## DOCUMENT PASSAGE
Well gosh, that narrows it down. Actually, I prefer to subsume myself in the category of healer. This saves me from having to perform marriages and other odd ceremonies that may not be mentionable. Incidentally, I prefer not to be paid in goats or chickens.
Let’s just say that the role of Shaman in various cultures has taken on characteristics peculiar to the culture, needs and mores of that society. In America, the Indian medicine man, in China the wandering mendicant etc., Even in South America, the healer wears many hats depending on the needs of the tribe.
There are obviously many opportunities for pretenders and charlatans in this field as there are in most religions and cults of various types. It is not without trepidation that one assumes the role of even the humblest of Shaman, since much may be expected. Suffice it to say, my role is mostly informational since that is the inherent nature of Reality. As the author and physician Deepak Chopra always points out in his series of books, "all matter is merely frozen energy and all energy is information in the Universal Mind". If you know how it works you can fix it!

## DIRECTIONS FOR THIS TASK
Pick up the passage on the shaman's role as a healer and carry it forward from its last sentence.

## DATA

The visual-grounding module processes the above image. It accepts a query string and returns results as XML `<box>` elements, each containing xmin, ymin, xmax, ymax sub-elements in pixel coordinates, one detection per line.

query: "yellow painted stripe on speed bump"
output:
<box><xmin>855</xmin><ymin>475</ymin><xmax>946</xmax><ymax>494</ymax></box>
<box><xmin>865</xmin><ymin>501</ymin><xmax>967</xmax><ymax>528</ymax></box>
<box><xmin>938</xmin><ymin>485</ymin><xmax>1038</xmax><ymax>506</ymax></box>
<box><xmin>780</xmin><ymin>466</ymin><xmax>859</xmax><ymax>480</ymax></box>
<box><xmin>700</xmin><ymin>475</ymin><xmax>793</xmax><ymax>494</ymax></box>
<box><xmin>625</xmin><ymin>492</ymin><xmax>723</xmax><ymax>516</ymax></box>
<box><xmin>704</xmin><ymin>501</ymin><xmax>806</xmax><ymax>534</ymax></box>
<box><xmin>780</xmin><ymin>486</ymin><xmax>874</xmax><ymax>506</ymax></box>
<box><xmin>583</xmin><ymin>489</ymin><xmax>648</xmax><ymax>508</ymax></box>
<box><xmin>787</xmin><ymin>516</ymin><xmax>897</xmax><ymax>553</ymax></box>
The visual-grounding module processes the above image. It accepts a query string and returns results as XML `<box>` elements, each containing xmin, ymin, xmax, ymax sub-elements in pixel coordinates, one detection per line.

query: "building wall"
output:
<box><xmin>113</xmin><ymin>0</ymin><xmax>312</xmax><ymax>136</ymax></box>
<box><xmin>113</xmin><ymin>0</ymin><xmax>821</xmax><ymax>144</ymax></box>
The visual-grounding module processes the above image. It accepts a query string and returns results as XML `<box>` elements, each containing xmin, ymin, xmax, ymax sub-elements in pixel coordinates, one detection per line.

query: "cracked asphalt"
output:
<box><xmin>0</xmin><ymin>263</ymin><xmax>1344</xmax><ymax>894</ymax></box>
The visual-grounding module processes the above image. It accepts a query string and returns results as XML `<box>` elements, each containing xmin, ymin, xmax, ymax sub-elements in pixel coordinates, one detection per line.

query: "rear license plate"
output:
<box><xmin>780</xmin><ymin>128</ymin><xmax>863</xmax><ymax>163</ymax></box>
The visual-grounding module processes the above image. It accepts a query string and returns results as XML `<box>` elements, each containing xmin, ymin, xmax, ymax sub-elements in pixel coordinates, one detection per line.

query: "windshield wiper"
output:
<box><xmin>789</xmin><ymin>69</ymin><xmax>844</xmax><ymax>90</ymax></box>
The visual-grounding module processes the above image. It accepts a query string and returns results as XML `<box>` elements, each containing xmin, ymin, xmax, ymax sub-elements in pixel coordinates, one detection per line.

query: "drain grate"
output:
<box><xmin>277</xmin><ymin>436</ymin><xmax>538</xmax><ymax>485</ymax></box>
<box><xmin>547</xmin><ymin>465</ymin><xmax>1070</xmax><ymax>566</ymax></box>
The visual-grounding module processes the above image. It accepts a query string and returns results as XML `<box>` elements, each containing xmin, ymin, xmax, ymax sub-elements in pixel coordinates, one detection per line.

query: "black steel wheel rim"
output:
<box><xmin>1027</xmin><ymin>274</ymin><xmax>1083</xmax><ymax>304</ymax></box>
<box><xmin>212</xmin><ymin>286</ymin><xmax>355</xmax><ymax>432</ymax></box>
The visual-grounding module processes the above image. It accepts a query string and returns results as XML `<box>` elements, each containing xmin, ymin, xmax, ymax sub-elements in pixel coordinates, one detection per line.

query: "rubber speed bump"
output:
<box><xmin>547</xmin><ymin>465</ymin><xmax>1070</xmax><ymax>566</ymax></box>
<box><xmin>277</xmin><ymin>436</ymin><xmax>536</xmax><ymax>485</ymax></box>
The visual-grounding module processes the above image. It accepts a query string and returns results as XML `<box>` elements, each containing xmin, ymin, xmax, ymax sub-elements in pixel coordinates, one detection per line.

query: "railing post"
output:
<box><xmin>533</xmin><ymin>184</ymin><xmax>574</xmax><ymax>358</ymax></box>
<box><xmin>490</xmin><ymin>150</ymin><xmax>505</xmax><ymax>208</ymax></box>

## YOUR RESPONSE
But, you don’t have to believe it for it to work. Faith can work miracles, and I use this avenue when all else is blocked, but I prefer to work with techniques that are based in science, albeit a science that may be beyond the present human conception.
Whereas ancient Shaman were obligated to work with music and rhythm circumscribed by their times, like primitive trumpets and drums, now we have electronic synthesizers and computers. Many of the Shamanic techniques can be adapted to a more modern approach, thus magnifying the potential effectiveness and efficiency. For example, instead of trying to obtain a certain chord or series of sound frequencies with curative powers, using singing or musical instruments, my technique involves utilizing an instrument that produces these sounds automatically in just the right way.
You can say that modern Shaman can capture lightning in a bottle using science. We can use technology to reproduce the energies of the sunlight using manmade paraphernalia. But we also must be careful or we can go the way of the mythic Atlanteans who misused their mighty technology to challenge the Power of God---and lost.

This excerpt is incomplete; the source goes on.